__What is being asked__.
Pick out every line of the records that contains the word "bank" and copy each one.

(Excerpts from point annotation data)
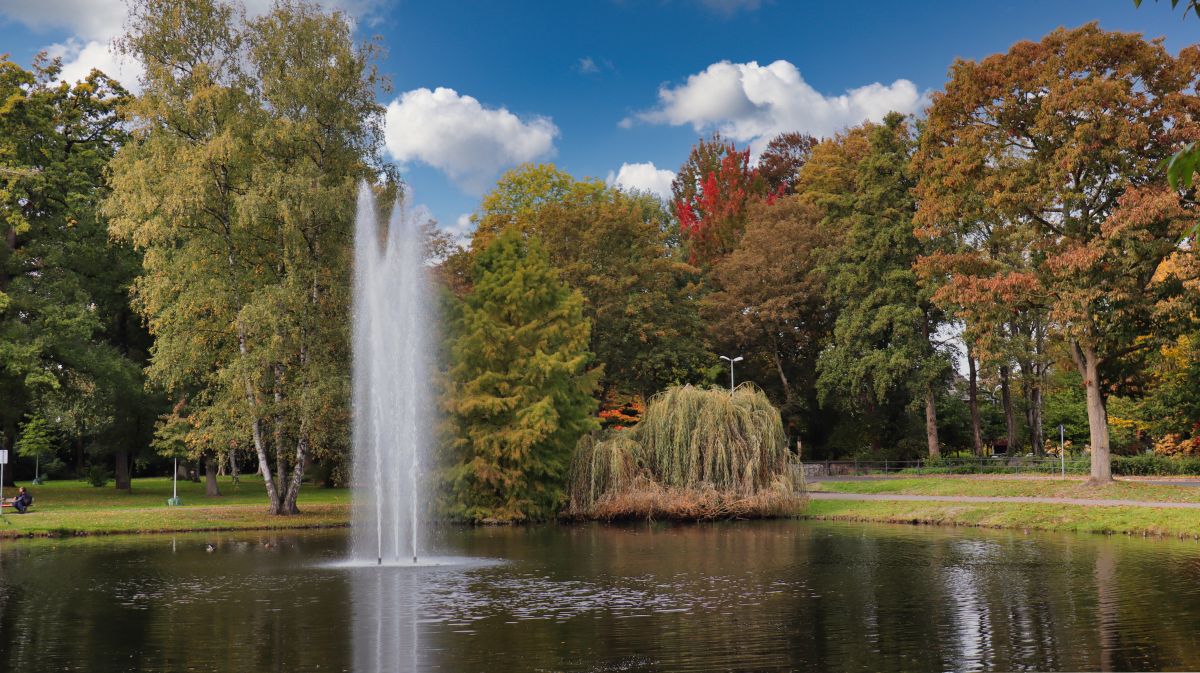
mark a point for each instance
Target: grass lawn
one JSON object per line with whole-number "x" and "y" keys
{"x": 1109, "y": 520}
{"x": 1069, "y": 487}
{"x": 73, "y": 508}
{"x": 1131, "y": 521}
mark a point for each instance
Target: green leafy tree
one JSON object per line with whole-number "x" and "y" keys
{"x": 238, "y": 185}
{"x": 885, "y": 338}
{"x": 71, "y": 349}
{"x": 622, "y": 252}
{"x": 37, "y": 442}
{"x": 520, "y": 390}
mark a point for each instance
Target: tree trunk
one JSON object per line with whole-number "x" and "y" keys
{"x": 124, "y": 482}
{"x": 210, "y": 476}
{"x": 779, "y": 367}
{"x": 1039, "y": 376}
{"x": 1037, "y": 433}
{"x": 233, "y": 466}
{"x": 931, "y": 422}
{"x": 973, "y": 403}
{"x": 1009, "y": 416}
{"x": 256, "y": 431}
{"x": 289, "y": 500}
{"x": 1089, "y": 364}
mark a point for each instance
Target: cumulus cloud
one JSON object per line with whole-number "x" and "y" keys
{"x": 88, "y": 19}
{"x": 587, "y": 65}
{"x": 731, "y": 6}
{"x": 643, "y": 178}
{"x": 94, "y": 24}
{"x": 459, "y": 136}
{"x": 79, "y": 59}
{"x": 749, "y": 102}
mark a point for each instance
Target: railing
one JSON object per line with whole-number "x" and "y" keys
{"x": 988, "y": 464}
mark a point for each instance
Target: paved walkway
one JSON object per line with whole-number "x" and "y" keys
{"x": 1018, "y": 499}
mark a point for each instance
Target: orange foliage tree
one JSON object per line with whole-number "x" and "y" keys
{"x": 1060, "y": 146}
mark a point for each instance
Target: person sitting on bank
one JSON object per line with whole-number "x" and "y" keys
{"x": 23, "y": 500}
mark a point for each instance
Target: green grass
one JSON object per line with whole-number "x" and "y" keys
{"x": 1017, "y": 487}
{"x": 1111, "y": 520}
{"x": 73, "y": 508}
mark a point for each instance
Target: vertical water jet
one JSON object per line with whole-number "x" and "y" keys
{"x": 393, "y": 397}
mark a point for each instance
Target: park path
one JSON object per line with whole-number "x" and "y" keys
{"x": 1015, "y": 499}
{"x": 1155, "y": 481}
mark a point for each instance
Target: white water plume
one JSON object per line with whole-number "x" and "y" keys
{"x": 394, "y": 420}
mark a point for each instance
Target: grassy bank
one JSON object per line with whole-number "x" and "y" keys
{"x": 1105, "y": 520}
{"x": 985, "y": 486}
{"x": 73, "y": 508}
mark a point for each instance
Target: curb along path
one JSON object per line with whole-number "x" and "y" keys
{"x": 1015, "y": 499}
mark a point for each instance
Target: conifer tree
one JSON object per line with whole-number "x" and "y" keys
{"x": 521, "y": 390}
{"x": 883, "y": 340}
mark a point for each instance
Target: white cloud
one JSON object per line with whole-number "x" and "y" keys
{"x": 79, "y": 59}
{"x": 587, "y": 65}
{"x": 94, "y": 24}
{"x": 90, "y": 19}
{"x": 731, "y": 6}
{"x": 753, "y": 103}
{"x": 459, "y": 136}
{"x": 645, "y": 178}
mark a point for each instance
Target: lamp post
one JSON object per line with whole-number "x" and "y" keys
{"x": 174, "y": 502}
{"x": 1062, "y": 449}
{"x": 731, "y": 360}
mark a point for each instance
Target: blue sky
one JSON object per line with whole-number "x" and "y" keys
{"x": 480, "y": 85}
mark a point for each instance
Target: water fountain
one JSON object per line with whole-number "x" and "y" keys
{"x": 393, "y": 401}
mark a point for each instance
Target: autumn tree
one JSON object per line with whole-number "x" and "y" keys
{"x": 780, "y": 162}
{"x": 1062, "y": 143}
{"x": 885, "y": 338}
{"x": 711, "y": 194}
{"x": 769, "y": 299}
{"x": 520, "y": 386}
{"x": 238, "y": 185}
{"x": 622, "y": 252}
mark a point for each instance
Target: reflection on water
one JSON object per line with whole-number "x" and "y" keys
{"x": 747, "y": 596}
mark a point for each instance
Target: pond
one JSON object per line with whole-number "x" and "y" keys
{"x": 738, "y": 596}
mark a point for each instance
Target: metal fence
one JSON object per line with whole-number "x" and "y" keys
{"x": 988, "y": 464}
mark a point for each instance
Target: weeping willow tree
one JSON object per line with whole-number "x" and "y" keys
{"x": 696, "y": 454}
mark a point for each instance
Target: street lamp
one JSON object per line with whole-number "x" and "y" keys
{"x": 738, "y": 359}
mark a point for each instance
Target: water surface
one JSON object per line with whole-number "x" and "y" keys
{"x": 743, "y": 596}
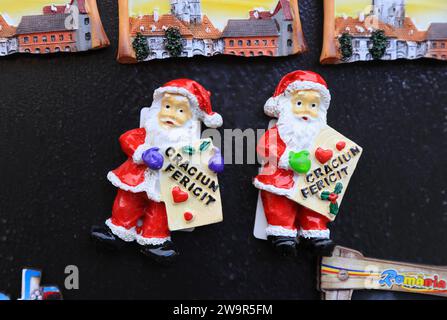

__Solved exercise__.
Target: person sitting on bank
Target: grassy bank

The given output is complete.